● What is asked: Please show every line of the material below that contains the string "road", copying each line in full.

Shape annotation entries
— BEGIN —
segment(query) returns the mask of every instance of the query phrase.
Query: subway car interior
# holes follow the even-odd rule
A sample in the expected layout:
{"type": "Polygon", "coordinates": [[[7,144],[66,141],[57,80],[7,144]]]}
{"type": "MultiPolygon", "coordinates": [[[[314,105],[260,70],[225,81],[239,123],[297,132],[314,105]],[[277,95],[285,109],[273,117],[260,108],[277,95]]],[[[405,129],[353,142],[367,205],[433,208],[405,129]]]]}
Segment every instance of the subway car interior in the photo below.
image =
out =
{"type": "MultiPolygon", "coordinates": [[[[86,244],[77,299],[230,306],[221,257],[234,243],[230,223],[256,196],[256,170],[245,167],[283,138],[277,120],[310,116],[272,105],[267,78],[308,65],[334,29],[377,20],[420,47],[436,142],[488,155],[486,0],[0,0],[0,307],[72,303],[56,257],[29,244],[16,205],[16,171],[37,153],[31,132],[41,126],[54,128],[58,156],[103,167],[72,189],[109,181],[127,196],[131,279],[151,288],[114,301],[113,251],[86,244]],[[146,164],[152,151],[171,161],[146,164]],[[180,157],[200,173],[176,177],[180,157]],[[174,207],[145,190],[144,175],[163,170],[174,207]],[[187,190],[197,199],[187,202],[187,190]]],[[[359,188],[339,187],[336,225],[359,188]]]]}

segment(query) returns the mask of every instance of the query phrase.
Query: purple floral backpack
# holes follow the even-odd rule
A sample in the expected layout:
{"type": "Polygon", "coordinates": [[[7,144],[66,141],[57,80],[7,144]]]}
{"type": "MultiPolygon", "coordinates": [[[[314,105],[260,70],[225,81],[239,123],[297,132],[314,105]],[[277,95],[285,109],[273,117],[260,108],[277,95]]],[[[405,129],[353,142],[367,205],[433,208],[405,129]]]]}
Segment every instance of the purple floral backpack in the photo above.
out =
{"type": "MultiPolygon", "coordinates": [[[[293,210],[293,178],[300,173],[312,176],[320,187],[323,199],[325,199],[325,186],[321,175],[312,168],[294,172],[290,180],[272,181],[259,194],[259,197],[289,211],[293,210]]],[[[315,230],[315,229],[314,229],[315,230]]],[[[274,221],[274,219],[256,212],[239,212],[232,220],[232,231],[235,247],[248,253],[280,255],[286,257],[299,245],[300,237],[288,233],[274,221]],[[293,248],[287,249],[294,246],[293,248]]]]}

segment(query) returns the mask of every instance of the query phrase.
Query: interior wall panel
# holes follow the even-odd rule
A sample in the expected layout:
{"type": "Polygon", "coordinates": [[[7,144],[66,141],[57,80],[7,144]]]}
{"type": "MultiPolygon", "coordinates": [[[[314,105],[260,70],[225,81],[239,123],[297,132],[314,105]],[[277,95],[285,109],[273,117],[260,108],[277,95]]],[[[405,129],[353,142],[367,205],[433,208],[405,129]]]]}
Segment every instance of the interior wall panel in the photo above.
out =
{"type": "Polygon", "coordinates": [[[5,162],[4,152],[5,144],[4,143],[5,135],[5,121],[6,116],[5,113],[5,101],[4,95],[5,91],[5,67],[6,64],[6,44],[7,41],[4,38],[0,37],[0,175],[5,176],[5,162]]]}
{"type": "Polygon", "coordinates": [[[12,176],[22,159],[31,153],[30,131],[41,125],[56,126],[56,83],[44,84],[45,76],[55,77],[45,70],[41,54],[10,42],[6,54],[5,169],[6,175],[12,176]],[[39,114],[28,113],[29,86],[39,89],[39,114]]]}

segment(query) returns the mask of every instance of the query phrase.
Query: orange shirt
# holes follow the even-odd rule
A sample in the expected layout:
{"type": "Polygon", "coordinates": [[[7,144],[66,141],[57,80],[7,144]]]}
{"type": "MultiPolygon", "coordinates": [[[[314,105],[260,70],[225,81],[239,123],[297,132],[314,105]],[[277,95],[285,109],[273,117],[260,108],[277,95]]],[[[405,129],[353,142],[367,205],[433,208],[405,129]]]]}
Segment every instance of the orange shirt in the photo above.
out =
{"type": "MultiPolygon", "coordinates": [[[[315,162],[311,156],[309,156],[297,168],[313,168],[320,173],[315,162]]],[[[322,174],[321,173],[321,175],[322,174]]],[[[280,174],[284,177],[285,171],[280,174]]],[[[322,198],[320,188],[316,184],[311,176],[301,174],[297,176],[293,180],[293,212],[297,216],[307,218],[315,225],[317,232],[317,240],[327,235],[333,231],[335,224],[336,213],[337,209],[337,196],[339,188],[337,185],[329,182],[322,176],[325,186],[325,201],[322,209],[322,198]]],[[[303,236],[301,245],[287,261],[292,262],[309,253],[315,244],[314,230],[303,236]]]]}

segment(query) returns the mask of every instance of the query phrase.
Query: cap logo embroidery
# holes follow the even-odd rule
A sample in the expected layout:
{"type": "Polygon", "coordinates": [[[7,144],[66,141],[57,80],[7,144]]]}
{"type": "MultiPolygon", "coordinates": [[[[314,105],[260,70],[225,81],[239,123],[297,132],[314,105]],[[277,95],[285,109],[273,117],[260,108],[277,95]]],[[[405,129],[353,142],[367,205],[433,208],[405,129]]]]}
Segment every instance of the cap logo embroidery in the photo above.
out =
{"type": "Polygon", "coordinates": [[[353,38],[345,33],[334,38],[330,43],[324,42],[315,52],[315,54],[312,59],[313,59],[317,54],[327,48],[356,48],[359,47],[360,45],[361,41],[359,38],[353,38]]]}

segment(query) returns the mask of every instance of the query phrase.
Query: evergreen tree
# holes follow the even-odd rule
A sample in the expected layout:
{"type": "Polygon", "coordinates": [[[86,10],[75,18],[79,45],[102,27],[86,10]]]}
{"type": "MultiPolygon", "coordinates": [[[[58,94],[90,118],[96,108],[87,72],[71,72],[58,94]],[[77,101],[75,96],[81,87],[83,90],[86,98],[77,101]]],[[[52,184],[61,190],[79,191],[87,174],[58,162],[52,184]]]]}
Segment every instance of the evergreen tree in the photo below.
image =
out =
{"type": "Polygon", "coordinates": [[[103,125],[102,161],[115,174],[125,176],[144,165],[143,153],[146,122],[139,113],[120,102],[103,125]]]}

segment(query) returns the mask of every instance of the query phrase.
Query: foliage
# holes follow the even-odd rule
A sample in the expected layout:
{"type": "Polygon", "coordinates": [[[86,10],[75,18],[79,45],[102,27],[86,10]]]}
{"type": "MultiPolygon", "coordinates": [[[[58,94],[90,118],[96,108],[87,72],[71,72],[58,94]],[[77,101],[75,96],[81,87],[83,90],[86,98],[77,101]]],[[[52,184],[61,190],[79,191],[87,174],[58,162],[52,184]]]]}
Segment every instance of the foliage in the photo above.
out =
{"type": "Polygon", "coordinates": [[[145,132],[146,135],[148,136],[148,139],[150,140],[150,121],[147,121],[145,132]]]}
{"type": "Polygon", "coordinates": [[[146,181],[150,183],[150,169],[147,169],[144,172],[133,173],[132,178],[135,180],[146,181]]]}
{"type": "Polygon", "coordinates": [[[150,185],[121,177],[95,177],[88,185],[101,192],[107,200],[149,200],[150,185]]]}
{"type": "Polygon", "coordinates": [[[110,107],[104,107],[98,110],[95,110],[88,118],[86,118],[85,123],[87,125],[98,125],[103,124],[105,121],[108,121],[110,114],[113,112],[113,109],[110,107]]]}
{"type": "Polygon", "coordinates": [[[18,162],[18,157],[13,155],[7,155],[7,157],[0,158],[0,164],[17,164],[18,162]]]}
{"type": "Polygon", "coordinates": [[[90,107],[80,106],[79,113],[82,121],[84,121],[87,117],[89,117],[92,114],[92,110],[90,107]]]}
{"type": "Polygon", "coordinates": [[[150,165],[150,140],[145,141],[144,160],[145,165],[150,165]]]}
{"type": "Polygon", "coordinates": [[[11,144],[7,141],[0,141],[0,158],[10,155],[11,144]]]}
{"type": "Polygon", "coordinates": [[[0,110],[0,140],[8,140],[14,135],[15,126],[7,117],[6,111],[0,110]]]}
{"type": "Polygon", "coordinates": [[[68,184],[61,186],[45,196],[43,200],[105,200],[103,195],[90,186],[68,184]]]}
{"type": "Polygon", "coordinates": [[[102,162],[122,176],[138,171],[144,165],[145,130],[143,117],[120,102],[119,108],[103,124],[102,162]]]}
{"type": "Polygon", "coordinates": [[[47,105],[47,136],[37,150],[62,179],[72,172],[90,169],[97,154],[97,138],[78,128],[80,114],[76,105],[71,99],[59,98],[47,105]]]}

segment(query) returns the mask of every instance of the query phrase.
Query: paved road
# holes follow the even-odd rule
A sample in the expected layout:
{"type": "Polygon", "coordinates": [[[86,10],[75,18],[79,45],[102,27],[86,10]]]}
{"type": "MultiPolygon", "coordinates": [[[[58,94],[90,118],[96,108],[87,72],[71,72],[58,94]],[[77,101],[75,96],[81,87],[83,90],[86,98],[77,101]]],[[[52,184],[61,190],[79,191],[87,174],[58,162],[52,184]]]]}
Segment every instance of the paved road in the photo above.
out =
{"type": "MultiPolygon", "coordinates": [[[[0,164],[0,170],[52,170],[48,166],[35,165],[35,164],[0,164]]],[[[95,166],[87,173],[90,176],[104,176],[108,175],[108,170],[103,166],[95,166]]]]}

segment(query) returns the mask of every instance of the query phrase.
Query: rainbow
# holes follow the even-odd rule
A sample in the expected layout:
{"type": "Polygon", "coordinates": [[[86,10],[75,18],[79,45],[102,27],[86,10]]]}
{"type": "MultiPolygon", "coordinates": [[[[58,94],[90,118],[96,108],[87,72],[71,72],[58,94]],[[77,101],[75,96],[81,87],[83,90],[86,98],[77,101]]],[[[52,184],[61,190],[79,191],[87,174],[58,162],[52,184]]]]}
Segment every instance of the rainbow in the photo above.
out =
— END —
● Exercise response:
Query: paved road
Segment every instance of the paved road in the photo above.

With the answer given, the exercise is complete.